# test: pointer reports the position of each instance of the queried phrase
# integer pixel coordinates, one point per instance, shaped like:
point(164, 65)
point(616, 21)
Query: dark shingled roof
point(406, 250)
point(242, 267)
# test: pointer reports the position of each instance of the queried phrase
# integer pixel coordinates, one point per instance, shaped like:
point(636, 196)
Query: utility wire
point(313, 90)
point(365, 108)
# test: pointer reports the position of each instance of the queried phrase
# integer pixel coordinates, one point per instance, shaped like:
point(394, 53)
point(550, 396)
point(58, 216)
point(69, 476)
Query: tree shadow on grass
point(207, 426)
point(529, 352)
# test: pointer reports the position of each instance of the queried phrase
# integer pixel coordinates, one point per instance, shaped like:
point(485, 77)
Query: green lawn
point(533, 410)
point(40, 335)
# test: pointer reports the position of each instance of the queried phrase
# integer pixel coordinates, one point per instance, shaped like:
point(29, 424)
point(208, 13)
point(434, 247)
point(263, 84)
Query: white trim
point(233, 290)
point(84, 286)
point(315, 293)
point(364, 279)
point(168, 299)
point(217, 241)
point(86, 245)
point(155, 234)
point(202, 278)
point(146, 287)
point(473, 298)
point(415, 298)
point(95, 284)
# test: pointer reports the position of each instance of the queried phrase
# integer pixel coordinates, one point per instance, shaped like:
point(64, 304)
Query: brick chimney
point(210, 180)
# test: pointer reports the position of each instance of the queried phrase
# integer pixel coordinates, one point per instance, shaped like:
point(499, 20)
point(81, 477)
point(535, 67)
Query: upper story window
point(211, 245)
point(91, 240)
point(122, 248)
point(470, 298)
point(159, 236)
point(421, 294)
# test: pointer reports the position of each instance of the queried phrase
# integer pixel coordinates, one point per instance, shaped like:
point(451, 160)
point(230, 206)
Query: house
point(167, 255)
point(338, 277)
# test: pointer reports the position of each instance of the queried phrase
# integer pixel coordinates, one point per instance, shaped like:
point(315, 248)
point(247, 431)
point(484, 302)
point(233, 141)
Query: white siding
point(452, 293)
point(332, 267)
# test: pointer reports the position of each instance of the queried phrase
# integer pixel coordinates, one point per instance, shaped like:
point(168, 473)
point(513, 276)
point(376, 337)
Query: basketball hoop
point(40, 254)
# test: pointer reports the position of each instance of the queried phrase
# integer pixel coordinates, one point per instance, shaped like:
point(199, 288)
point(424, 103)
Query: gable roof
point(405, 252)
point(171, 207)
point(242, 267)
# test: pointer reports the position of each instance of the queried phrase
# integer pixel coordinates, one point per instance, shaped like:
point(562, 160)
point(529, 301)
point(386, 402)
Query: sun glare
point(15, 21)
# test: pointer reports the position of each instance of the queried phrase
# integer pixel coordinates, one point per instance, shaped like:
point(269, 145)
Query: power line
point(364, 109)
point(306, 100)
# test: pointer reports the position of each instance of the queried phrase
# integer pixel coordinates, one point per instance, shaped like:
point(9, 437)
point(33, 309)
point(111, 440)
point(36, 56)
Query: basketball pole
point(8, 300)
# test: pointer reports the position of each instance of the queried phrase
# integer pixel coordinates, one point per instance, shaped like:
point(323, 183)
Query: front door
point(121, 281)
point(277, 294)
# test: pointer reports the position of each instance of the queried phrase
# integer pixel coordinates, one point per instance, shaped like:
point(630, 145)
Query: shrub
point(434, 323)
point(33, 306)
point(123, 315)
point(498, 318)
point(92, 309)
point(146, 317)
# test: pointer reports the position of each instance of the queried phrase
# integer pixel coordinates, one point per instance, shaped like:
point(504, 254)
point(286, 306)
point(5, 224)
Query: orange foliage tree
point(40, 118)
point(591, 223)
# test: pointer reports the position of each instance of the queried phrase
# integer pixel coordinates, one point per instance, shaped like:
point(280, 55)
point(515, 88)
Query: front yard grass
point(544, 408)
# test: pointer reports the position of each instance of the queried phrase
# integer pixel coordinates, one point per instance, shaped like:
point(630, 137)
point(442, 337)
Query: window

--*--

Scale the lines from the start of the records through the line containing "point(210, 180)", both included, and write them all out again with the requests kept in. Multiply every coordinate in the answer points by 0.5 and round to whole numbers, halves up, leaving the numbers inside the requests and their sample points unchanged.

REPLY TO THE TASK =
# test: pointer reports the position of each instance of the queried phrase
# integer pixel coordinates, one point per instance, shaped like:
point(164, 65)
point(616, 21)
Query: dark shingled roof
point(203, 125)
point(121, 134)
# test: pointer reports the position of each instance of the queried phrase
# integer pixel coordinates, one point per instance, shaped like:
point(636, 196)
Query: utility wire
point(157, 45)
point(183, 54)
# test: pointer reports the position of each instance of the queried phrase
# integer pixel coordinates, one point per instance, shaped like:
point(394, 53)
point(550, 396)
point(58, 216)
point(69, 476)
Query: tree shadow on grass
point(104, 213)
point(265, 176)
# test: pointer reports the position of each instance of the queried phrase
# integer pixel coordinates, one point per instance, shaped like:
point(485, 77)
Query: green lawn
point(267, 205)
point(20, 168)
# test: pointer reports the position of each instance of the queried phrase
# integer pixel coordinates, one point per instance, shaped like:
point(29, 424)
point(208, 13)
point(434, 247)
point(263, 84)
Query: white trim
point(117, 145)
point(42, 143)
point(158, 147)
point(182, 140)
point(84, 150)
point(109, 121)
point(43, 123)
point(78, 117)
point(101, 139)
point(73, 144)
point(237, 149)
point(208, 149)
point(48, 142)
# test: pointer reports the position of each instance of the queried phrase
# integer pixel coordinates, one point per instance, shaped like:
point(64, 304)
Query: brick chimney
point(105, 90)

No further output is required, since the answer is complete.